____ EXERCISE MATERIAL

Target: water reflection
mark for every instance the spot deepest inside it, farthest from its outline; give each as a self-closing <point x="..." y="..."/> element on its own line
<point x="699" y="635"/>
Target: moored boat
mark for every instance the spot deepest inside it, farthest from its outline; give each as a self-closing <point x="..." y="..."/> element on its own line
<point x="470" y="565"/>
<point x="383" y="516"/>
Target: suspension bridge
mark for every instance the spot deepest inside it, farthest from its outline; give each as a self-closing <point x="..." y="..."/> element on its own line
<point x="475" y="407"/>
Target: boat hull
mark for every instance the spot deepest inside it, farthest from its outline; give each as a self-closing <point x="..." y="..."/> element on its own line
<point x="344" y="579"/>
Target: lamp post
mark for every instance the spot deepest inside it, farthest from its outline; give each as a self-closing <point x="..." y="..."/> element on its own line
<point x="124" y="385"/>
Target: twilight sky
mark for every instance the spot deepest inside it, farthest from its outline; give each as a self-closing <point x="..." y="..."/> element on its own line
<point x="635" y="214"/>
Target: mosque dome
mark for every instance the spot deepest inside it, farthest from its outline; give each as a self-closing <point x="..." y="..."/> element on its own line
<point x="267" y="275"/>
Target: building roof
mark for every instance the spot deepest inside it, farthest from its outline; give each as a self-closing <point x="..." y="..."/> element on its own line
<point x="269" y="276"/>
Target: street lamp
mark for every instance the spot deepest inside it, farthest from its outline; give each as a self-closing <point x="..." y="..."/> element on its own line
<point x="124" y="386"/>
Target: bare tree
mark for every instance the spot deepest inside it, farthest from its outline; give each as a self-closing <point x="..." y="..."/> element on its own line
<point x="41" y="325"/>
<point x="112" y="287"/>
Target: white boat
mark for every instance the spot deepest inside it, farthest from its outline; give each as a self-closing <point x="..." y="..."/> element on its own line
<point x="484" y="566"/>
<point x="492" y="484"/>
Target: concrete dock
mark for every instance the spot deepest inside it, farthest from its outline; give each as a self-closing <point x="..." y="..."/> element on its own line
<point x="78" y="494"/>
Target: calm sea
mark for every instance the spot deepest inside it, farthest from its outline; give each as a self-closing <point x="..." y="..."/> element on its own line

________

Only the lines above starting at the line that holds "Target: moored boat" and ending at the line that holds "Target: boat hull" are to be repeated, exactly and in full.

Target: moored boat
mark for every instance the spot deepest inside it, farthest from its outline; give each as a self-closing <point x="..." y="..."/> element on its own line
<point x="470" y="565"/>
<point x="383" y="516"/>
Target: suspension bridge
mark for every instance the spot deepest inside it, farthest from its outline; give each as a self-closing <point x="..." y="..."/> element on its own line
<point x="475" y="407"/>
Target: boat hull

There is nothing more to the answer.